3. Om als provincies met succes invulling te kunnen geven aan de opbrengstverantwoordelijkheid is uitbreiding van de kennis, expertise en capaciteit op het gebied van onder andere marketing, vervoerontwikkeling en tarifering nodig. Dit past niet bij de visie van de provincies ten aanzien van de verdeling van rollen binnen en samenwerking met de maatschappij.

Als vervoerders opbrengstverantwoordelijk zijn is het belangrijk dat zij ook de mogelijkheid hebben om met gerichte maatregelen de hoogte van hun opbrengsten te beïnvloeden. De provincies erkennen dit en geven de vervoerders daarom ruimte om het OV-aanbod, uitvoeringskwaliteit, reisinformatie en marketing/tarieven binnen door de provincies gestelde kaders te ontwikkelen, waarbij de geboden ruimte per type buslijn zal verschillen (meer ruimte bij ontwikkellijnen dan bij hoofdassen). De kaders worden in het Programma van Eisen of in algemeen geldende beleidskaders zoals het Tarievenhuis Oost vastgelegd. In hun ontwikkelplan nemen de vervoerders de provincies mee hoe zij binnen deze kaders het openbaar vervoer in de komende 5 jaar gaan doorontwikkelen. De concessies zullen prikkels bevatten die voorkomen dat de vervoerder zich vooral richt op de hoofdassen en sterke lijnen.

━━━━━━━━━━

▶ **Op te lossen vraagstukken**
1 - Haal uit de records elke regel die het woord "brown" bevat.
2 - Zet de tekst over opbrengstverantwoordelijkheid in het openbaar vervoer voort na de laatste zin.
De tekst en de records hebben niets met elkaar te maken.

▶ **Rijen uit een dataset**

━━━━━━━━━━

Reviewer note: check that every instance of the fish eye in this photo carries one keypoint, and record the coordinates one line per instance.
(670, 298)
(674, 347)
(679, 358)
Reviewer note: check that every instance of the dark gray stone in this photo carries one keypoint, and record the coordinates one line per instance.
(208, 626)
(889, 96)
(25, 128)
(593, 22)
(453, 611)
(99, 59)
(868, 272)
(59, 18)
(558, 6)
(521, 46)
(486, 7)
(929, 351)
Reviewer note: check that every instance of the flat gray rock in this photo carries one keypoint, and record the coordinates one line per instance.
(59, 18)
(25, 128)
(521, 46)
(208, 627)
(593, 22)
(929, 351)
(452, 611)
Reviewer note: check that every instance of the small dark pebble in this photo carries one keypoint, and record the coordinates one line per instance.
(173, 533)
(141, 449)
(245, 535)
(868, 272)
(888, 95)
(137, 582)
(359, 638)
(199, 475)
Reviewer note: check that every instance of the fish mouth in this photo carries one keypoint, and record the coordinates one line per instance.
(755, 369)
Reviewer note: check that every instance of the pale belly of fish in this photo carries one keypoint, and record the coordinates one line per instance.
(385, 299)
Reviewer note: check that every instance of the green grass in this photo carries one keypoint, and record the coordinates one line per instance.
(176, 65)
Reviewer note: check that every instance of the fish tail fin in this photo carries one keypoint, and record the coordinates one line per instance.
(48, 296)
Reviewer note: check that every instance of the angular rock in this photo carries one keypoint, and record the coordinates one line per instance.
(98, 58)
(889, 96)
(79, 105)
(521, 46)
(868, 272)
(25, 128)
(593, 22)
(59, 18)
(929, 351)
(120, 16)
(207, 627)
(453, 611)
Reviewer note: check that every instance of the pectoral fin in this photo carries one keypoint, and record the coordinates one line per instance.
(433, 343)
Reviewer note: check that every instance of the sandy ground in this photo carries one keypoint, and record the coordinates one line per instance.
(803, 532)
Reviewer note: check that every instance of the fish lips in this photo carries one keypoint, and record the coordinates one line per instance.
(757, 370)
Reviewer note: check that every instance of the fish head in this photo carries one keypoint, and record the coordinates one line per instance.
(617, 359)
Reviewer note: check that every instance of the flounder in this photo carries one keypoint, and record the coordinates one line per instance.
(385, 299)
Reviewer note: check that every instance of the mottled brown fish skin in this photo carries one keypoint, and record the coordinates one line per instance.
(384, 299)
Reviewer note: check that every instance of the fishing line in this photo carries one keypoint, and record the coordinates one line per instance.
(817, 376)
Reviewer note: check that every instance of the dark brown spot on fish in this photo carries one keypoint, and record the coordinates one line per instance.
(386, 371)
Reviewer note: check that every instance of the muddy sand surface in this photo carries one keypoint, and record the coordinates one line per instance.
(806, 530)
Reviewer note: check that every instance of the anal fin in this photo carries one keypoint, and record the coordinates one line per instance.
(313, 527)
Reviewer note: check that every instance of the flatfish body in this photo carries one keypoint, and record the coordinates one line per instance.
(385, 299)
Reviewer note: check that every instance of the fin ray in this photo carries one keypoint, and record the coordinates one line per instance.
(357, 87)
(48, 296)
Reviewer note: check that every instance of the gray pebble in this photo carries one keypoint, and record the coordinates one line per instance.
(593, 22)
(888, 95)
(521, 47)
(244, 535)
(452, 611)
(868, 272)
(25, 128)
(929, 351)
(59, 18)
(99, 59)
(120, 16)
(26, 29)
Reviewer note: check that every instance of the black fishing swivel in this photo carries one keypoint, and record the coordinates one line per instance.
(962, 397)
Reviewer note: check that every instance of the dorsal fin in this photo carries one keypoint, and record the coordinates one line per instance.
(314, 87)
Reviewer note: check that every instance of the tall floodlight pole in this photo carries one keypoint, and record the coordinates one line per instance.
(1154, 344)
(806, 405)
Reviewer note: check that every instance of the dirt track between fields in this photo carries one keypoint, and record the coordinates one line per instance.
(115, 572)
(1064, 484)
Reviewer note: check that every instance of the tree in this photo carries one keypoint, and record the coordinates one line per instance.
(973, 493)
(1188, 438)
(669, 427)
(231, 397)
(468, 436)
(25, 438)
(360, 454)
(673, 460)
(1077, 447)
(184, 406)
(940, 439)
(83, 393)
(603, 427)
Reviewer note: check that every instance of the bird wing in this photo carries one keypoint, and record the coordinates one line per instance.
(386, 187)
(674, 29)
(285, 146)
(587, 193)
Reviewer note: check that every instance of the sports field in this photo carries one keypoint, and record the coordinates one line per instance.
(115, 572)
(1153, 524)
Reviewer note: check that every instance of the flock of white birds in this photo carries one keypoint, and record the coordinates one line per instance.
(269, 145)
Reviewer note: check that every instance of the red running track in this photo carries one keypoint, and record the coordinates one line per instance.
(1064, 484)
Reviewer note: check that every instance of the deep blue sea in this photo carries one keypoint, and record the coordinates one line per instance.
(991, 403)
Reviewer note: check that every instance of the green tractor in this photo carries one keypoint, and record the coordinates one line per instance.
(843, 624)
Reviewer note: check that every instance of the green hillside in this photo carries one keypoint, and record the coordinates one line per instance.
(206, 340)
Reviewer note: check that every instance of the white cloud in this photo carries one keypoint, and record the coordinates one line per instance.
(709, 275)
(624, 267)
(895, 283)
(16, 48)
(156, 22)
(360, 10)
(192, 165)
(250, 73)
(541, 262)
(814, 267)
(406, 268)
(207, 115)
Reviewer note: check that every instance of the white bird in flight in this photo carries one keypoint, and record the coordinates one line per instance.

━━━━━━━━━━

▶ **Resultaten van opdrachten**
1 -
Reviewer note: check that every instance of the mottled brown fish skin in this photo carries one keypoint, and record the coordinates one line per instance.
Reviewer note: check that every instance of the dark brown spot on fish in this photo carries one keypoint, and record the coordinates one line per instance.

2 -
(25)

Elk concessiegebied kan zijn eigen huisstijl krijgen die door de vervoerder ontwikkeld wordt.

Uitzondering is de huisstijl voor de hoofdassen (A-categorie) die samen met de treindiensten het hoofdnetwerk in de provincies vormen. Deze huisstijl wordt onder regie van de provincies ontwikkeld en is duidelijk herkenbaar voor reizigers omdat deze in alle concessies gelijk is. Omdat daarnaast de ervaring leert dat er vaak veel tijd overheen gaat voordat een nieuwe huisstijl is ingeburgerd, is het niet wenselijk dat na afloop van de concessie de nieuwe vervoerder de (merk)bekendheid weer van nul af moet opbouwen. Om die reden komt het eigendom van alle gegevens, productformules, merken en huisstijlen bij de provincies te liggen.

Ten aanzien van de tarieven geldt dat de afspraken die zijn vastgelegd in het Tarievenhuis Oost als uitgangspunt voor de aanbesteding dienen. Binnen de kaders van het Tarievenhuis Oost kunnen vervoerders en provincies voorstellen doen voor de invoering van nieuwe en aanpassing van bestaande abonnementen. Gemeentelijke uitzonderingen blijven daarbij mogelijk indien de gemeente de vervoerder compenseert voor opbrengstenderving en/of hogere kosten.

Nota van Uitgangspunten Aanbesteding OV-concessies

Flevoland/Gelderland/Overijssel 2020 e.v. 14

(26)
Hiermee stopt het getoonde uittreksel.